___ PROVIDED INFORMATION

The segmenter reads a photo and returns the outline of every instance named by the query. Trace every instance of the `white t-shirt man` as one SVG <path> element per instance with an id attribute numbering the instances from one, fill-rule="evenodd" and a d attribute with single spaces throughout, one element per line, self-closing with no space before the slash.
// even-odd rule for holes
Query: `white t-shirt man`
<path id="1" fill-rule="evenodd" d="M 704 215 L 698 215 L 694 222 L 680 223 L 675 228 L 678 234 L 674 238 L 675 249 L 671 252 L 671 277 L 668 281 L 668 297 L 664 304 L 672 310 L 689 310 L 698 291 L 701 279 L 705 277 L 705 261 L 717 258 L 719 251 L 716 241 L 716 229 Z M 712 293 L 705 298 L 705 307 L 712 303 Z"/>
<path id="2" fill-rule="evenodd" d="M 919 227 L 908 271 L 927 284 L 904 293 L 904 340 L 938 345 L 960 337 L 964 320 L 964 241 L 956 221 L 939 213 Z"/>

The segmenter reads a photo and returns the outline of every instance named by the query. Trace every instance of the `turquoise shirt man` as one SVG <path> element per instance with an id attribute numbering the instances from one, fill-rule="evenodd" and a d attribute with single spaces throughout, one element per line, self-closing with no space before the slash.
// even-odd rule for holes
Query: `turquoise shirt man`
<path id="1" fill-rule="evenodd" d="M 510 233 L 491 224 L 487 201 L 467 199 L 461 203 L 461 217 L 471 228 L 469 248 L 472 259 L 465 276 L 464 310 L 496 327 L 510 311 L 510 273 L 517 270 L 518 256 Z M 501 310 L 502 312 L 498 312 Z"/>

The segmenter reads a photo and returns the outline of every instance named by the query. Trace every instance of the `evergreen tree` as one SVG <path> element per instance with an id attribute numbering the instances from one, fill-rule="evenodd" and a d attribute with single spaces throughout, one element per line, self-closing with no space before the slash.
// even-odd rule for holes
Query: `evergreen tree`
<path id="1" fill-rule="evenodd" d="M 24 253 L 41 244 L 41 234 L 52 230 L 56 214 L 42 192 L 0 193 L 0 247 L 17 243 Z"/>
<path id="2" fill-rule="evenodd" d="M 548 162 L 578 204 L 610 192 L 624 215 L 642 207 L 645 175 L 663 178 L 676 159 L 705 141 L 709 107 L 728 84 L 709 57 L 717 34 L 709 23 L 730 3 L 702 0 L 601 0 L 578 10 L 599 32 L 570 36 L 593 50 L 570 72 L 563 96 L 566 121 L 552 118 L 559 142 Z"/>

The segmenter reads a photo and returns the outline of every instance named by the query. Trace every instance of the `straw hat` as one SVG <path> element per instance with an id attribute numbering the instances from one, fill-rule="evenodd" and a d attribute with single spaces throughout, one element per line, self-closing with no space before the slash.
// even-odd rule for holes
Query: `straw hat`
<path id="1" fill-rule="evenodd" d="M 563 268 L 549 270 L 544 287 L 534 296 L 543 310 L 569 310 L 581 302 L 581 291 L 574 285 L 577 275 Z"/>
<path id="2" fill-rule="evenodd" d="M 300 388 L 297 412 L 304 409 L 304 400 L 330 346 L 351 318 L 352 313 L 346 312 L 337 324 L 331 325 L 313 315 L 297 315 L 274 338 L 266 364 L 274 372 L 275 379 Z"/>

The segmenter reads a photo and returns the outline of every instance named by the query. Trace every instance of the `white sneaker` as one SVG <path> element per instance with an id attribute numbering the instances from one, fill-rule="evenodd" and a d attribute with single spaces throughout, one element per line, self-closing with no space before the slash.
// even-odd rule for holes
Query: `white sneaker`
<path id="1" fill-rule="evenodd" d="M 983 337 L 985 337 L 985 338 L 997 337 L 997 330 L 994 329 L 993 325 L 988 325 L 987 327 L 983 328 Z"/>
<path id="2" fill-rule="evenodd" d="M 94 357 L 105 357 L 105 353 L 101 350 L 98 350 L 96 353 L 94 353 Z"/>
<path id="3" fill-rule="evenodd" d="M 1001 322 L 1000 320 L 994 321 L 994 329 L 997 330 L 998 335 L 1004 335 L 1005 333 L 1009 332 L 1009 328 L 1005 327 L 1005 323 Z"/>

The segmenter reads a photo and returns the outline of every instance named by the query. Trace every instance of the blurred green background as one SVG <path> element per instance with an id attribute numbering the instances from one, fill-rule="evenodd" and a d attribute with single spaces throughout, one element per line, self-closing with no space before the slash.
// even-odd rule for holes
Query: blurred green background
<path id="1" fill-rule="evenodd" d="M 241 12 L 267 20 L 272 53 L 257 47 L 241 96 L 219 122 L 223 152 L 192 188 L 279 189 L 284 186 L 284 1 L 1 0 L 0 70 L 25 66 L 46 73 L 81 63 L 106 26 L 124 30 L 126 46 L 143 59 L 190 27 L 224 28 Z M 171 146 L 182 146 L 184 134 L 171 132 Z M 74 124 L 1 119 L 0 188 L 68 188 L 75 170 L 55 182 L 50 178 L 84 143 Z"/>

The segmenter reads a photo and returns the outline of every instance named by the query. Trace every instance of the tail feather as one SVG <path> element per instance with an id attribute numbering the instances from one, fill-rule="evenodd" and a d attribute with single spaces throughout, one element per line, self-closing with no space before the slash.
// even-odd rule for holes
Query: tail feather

______

AIM OF THE EXERCISE: What is the number of lines in the data holding the word "feather"? Reply with that number only.

SOLUTION TO THE EXERCISE: 2